Exercise instructions: In the pseudo-regret text, what method does the proof of the lemma use?

Reading text:
>> begin

In this section, we provide a constant pseudo-regret result that translates the uniform convergence of the confidence intervals to the expected sub-optimality gaps. We start by providing a sufficient condition that makes a deterministic policy optimal.

\begin{lemma}\label{lemma:identify_optimal_policy}
    Let \(\pi\) be any deterministic policy. Whenever,
    \[
        \mathbb{E}_{(s,a)\sim d_{\mathcal{P}^{\star}, h}^{\pi}}[\Delta_{h}(s,a)] < d_{\textnormal{min}}^{\star}\Delta_{\textnormal{min}}
    \]
    holds for all \(h\in[H]\) simultaneously, there exists an optimal policy \(\tilde{\pi}^{\star}\in\Pi^{\star}\), such that, for all \(h\in[H]\),
    \[d_{\mathcal{P}^{\star},h}^{\tilde{\pi}^{\star}} \equiv d_{\mathcal{P}^{\star},h}^{\pi}.\]
    
\end{lemma}
\begin{proof}
We give a proof by induction. For \(h=1\) we have,
    \begin{align*}
         \mathbb{E}_{(s,a)\sim d_{\mathcal{P}^{\star}, 1}^{\pi}}[\Delta_{1}(s,a)] &= \mathbb{E}_{s \sim d_{1}}[\Delta_{1}(s,\pi_{1}(s))] \\
        &= \sum_{s\in\mathcal{S}}d_{1}(s)\Delta_{1}(s, \pi_{1}(s)) \\
        &\geq d_{\textnormal{min}}^{\star}\sum_{s:d_{1}(s)>0}\Delta_{1}(s, \pi_{1}(s))
    \end{align*}
    Hence, for all \(s\in\mathcal{S}\) such that \(d_{1}(s)>0\),
    \begin{align*}
        \Delta_{1}(s, \pi_{1}(s)) < \Delta_{\textnormal{min}},
    \end{align*}
    and therefore, \(\pi_1(s)\in\Pi_{1}^{\star}(s)\) for all \(s\in\mathcal{S}\) such that \(d_{1}(s)>0\).
    Equivalently, there exits a policy \(\tilde{\pi}^{\star}\in\Pi^{\star}\) such that,
    \[
        d_{\mathcal{P}^{\star}, 1}^{\tilde{\pi}^{\star}} \equiv d_{\mathcal{P}^{\star}, 1}^{\pi}.
    \]

    Suppose the induction hypothesis that for any time step \(h\in[H]\) there exists an optimal policy \(\tilde{\pi}^{\star}\in\Pi^{\star}\) such that,
    \(
        d_{\mathcal{P}^{\star}, h}^{\tilde{\pi}^{\star}} \equiv d_{\mathcal{P}^{\star}, h}^{\pi}
    \)

>> end

Information shown:
>> begin

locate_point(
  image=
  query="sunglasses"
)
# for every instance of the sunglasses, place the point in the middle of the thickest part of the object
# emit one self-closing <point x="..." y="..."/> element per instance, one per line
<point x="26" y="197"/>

>> end
>> begin

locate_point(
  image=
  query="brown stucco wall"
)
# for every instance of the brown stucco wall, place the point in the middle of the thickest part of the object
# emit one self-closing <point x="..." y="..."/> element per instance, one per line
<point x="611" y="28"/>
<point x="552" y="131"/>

>> end
>> begin

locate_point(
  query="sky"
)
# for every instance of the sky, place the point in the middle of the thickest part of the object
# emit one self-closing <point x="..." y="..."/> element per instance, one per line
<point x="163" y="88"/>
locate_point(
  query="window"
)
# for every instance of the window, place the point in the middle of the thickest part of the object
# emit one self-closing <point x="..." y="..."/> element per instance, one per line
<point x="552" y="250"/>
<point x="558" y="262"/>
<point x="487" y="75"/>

>> end

Solved exercise: Proof by induction.